New anticancer drug proven effective in lymphoma patients

A phase I clinical trial found that the first-in-class investigational drug known as pevonedistat showed promising results in the treatment of lymphoma.

Published in the journal Clinical Cancer Research, the study involved giving varying doses of pevonedistat to 44 individuals with either relapsed/refractory myeloma or relapsed/refractory lymphoma. Pevonedistat is an inhibitor of the NEDD8-activating enzyme that prevents the reproduction and survival of cancer cells.

"The most important findings from our study are that pevonedistat hits its target in cancer cells in patients, can be given safely and has modest activity in heavily pretreated patients with relapsed/refractory lymphoma, suggesting that we are on the right path," study author Jatin Shah said. "Although pevonedistat had modest activity as a single agent treatment, we expect greater activity when it is given in combination with standard therapy, and there are a number of combinations currently in clinical testing for acute myeloid leukemia."

Shah, who is the director of myeloma clinical/translational research and director of lymphoma/myeloma fellowship program in the department of lymphoma/myeloma at the University of Texas Anderson MD Cancer Center in Houston, Texas also said pevonedistat was able to reach its target in cancer cells at low doses.

"This is important because it may mean that we do not need to escalate the dose in future trials to increase anticancer activity; this has the potential to increase the risk:benefit ratio of pevonedistat," he said.

▶ [Work task 1]:
Answer these questions from the pevonedistat article:
(a) In which journal was the study published?
(b) How many individuals were given pevonedistat in the study?
(c) In which city is the cancer center where Jatin Shah works?
▶ [Work task 2]: Retype the pevonedistat article from "Shah, who is" to "at low doses." word for word.

▶ [Material supplied]:

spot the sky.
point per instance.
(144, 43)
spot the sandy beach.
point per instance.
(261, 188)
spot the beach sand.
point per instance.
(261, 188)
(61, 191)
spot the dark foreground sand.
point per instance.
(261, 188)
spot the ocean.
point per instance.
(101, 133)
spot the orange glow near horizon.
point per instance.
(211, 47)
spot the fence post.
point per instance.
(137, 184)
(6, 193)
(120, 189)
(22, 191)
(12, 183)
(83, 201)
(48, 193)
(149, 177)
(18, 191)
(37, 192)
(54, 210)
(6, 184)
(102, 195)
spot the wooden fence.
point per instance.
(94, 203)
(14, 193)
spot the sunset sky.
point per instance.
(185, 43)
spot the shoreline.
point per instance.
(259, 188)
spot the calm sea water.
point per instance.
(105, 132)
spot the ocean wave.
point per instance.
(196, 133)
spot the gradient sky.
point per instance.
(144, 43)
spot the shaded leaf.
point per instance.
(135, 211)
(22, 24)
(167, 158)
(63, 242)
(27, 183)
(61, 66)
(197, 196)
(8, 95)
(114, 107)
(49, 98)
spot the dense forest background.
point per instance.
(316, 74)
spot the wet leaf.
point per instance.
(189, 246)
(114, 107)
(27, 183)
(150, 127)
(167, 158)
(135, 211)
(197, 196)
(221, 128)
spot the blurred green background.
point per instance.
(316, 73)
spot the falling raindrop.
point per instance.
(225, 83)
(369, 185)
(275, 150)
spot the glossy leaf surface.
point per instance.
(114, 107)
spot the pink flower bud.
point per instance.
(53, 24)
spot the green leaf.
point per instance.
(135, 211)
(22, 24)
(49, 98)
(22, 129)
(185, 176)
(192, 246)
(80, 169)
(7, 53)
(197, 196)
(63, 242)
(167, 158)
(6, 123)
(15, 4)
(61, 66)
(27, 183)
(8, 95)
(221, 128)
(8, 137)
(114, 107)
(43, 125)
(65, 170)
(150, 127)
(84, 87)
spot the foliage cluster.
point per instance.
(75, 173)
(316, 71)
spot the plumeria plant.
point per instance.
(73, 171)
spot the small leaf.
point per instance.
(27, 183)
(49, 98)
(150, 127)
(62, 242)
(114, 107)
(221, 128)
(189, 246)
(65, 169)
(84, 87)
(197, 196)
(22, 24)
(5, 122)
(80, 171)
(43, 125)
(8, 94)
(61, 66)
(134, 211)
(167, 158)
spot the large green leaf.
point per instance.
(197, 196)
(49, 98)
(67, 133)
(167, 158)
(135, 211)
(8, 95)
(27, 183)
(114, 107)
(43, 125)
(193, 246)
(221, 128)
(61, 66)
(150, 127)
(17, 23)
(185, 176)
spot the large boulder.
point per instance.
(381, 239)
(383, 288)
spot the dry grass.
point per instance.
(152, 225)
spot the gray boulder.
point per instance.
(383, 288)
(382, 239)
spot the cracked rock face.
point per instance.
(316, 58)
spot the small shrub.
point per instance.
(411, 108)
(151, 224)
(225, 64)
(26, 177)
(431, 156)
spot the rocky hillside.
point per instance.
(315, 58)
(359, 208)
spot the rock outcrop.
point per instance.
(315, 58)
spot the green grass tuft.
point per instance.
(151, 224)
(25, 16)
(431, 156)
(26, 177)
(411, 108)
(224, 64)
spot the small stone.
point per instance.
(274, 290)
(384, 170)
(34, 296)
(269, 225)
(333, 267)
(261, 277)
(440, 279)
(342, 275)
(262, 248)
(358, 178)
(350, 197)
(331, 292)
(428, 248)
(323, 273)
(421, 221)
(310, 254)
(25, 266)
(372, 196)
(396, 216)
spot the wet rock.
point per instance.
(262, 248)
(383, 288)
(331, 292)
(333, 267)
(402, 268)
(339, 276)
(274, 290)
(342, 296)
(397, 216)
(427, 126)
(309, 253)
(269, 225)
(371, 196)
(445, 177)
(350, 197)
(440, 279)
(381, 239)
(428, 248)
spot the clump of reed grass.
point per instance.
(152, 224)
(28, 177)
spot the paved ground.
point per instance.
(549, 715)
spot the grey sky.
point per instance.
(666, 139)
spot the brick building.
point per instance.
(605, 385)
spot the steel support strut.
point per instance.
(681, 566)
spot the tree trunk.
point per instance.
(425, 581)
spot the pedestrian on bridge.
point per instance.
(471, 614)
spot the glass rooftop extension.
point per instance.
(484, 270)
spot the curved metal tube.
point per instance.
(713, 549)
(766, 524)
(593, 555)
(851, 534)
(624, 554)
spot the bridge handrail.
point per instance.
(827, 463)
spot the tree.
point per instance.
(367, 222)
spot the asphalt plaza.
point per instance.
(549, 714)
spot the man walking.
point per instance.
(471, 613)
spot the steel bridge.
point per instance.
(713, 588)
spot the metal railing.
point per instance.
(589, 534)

▶ [Task answer 1]:
(a) Clinical Cancer Research
(b) 44
(c) Houston, Texas

▶ [Task answer 2]:
Shah, who is the director of myeloma clinical/translational research and director of lymphoma/myeloma fellowship program in the department of lymphoma/myeloma at the University of Texas Anderson MD Cancer Center in Houston, Texas also said pevonedistat was able to reach its target in cancer cells at low doses.